(Coordinate annotation records)
□ □ □ □ □

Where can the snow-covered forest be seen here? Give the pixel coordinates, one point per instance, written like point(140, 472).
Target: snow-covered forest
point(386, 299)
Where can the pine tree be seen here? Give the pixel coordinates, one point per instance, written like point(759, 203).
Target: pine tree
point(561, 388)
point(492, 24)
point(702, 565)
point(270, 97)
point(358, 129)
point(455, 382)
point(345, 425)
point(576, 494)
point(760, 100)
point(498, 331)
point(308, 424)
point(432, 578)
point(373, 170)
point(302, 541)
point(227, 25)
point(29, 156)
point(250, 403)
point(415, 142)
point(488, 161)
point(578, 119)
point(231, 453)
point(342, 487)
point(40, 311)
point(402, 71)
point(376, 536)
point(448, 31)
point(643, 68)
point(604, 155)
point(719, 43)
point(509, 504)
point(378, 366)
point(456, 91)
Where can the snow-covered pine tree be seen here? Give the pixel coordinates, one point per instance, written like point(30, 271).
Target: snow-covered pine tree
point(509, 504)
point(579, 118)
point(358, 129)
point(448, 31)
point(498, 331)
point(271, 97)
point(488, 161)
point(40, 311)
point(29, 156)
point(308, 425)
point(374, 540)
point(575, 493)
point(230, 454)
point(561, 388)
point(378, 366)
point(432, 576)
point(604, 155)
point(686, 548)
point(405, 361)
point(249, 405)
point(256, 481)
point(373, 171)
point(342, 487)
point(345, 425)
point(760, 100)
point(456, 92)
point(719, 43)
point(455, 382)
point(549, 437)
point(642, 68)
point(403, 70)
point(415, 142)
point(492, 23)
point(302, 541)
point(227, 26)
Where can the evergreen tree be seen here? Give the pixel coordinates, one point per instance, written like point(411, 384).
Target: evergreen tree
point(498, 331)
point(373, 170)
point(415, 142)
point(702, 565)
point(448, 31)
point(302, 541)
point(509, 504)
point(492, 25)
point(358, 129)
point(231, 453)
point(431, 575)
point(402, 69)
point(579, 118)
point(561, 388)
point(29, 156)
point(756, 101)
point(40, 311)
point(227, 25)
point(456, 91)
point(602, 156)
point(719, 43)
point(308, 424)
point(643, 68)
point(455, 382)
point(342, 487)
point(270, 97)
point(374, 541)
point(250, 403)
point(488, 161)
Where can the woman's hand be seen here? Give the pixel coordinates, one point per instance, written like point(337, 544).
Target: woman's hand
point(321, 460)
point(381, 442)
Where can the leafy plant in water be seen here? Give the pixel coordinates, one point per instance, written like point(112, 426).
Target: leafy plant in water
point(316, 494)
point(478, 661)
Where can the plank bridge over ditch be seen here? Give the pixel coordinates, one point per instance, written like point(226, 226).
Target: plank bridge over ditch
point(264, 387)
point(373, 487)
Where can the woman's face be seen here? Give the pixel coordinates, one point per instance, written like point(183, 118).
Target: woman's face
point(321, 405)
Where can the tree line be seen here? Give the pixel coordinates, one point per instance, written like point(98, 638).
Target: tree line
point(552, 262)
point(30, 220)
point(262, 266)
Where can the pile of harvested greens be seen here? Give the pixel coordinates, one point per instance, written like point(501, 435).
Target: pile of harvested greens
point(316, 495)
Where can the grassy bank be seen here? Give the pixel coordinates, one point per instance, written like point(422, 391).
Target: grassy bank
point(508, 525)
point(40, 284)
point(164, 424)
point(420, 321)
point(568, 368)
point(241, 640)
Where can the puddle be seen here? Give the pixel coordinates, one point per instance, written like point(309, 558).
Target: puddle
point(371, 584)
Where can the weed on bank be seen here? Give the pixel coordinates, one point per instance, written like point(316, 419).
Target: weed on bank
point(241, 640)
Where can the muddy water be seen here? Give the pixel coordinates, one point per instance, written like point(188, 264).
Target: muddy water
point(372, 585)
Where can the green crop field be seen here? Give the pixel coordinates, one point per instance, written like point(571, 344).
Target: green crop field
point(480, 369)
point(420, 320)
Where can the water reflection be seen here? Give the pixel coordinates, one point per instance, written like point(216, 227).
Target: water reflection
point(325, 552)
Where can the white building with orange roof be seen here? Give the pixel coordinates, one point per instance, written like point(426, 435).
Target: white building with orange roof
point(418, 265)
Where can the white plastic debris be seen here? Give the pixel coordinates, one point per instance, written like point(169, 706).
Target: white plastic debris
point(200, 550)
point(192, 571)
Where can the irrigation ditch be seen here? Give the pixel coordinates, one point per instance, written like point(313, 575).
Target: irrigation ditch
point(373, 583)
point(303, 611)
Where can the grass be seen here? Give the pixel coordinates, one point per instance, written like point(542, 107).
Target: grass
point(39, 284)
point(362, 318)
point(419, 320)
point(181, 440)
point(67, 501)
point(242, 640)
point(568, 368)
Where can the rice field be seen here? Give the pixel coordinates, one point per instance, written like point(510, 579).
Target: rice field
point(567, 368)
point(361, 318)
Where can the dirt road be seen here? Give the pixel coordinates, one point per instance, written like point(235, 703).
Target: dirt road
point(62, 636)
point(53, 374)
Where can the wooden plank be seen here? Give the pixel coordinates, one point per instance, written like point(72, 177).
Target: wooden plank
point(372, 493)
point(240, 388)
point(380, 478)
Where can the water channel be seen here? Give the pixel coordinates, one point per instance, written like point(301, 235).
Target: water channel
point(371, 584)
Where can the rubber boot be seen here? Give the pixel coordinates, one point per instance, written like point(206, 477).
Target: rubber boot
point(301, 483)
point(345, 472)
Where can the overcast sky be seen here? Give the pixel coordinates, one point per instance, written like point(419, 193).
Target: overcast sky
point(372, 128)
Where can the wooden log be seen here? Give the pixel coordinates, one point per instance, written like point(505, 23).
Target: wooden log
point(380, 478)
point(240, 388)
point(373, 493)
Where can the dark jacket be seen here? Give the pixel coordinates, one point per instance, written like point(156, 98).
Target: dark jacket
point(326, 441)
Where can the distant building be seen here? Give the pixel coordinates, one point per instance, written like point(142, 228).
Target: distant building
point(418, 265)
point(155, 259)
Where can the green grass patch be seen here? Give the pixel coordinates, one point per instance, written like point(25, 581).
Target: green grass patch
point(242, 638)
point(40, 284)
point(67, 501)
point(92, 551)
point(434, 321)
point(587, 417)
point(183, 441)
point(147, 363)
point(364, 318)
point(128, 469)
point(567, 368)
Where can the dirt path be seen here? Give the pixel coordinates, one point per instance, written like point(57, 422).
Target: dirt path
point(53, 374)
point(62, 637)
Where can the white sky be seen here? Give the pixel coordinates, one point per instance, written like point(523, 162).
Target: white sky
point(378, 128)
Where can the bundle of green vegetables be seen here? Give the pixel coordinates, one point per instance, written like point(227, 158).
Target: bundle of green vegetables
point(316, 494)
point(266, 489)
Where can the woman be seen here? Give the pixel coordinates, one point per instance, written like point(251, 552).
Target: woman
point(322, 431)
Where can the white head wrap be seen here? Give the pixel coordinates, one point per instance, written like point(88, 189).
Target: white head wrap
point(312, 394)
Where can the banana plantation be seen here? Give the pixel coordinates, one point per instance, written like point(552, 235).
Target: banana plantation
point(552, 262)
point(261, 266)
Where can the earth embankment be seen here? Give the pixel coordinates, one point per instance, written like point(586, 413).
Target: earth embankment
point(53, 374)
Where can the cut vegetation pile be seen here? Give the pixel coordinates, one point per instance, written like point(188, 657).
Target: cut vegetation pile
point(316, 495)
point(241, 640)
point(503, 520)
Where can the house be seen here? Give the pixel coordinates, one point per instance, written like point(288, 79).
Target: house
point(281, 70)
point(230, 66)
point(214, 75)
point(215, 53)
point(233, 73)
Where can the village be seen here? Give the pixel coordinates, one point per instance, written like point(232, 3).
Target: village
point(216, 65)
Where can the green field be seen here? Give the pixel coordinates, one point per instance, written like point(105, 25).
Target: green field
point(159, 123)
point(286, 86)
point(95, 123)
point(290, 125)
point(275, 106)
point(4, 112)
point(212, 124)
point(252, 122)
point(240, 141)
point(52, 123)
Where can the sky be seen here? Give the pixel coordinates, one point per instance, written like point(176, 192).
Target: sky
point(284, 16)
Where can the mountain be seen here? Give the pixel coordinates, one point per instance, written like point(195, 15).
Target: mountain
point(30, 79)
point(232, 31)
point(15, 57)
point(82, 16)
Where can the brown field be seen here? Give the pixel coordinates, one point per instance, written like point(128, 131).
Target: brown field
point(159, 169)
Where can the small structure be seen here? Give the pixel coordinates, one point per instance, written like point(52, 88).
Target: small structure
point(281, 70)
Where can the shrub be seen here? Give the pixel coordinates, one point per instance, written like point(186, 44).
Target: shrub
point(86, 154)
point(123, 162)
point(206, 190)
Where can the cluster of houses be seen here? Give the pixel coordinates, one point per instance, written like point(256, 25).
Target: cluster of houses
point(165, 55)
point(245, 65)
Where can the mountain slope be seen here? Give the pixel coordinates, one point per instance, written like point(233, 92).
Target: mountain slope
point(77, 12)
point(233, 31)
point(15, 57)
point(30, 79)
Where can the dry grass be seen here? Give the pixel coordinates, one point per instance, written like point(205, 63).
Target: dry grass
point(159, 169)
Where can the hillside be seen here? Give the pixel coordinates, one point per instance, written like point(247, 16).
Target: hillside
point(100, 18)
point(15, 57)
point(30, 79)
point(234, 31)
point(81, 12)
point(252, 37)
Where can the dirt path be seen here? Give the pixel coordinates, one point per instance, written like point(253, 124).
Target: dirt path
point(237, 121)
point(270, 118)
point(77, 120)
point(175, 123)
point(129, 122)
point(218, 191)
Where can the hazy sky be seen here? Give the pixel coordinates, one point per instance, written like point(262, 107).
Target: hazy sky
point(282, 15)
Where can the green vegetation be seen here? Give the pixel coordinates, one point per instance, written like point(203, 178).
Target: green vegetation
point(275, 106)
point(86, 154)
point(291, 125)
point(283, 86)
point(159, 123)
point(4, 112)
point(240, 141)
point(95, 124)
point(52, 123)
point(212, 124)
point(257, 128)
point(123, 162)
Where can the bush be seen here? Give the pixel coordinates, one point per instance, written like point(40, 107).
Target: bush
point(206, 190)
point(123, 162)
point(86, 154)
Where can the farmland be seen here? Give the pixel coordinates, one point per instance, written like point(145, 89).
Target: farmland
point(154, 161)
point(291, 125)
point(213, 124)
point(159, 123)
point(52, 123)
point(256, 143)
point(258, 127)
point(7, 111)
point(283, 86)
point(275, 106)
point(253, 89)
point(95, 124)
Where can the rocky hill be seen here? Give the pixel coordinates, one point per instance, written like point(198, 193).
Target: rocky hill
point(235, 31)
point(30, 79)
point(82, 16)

□ □ □ □ □

Repeat the lines from the one with "Where can the distant" up to and including the one with "point(312, 394)".

Where can the distant building be seen here? Give the pixel coordinates, one point per instance, written like point(142, 228).
Target: distant building
point(418, 265)
point(155, 259)
Where can the green grass patch be seen here? Give the pixel coordinates, one point per instance, written like point(25, 581).
Target: green grass patch
point(242, 638)
point(40, 284)
point(67, 501)
point(92, 551)
point(434, 321)
point(587, 417)
point(183, 441)
point(147, 363)
point(364, 318)
point(128, 469)
point(567, 368)
Where can the dirt path be seen here? Give the pixel coordinates, one point per instance, written like point(57, 422).
Target: dirt path
point(53, 374)
point(62, 637)
Where can the white sky be seen here? Give the pixel coordinates, one point per instance, written like point(523, 162).
Target: white sky
point(378, 128)
Where can the bundle of green vegetables be seen here? Give the pixel coordinates, one point per instance, written like point(227, 158).
Target: bundle of green vegetables
point(316, 494)
point(266, 489)
Where can the woman be seen here? Give the pixel coordinates, one point per instance, written like point(251, 552).
Target: woman
point(322, 431)
Where can the white head wrap be seen here? Give the pixel coordinates, one point per instance, written like point(88, 189).
Target: white head wrap
point(312, 394)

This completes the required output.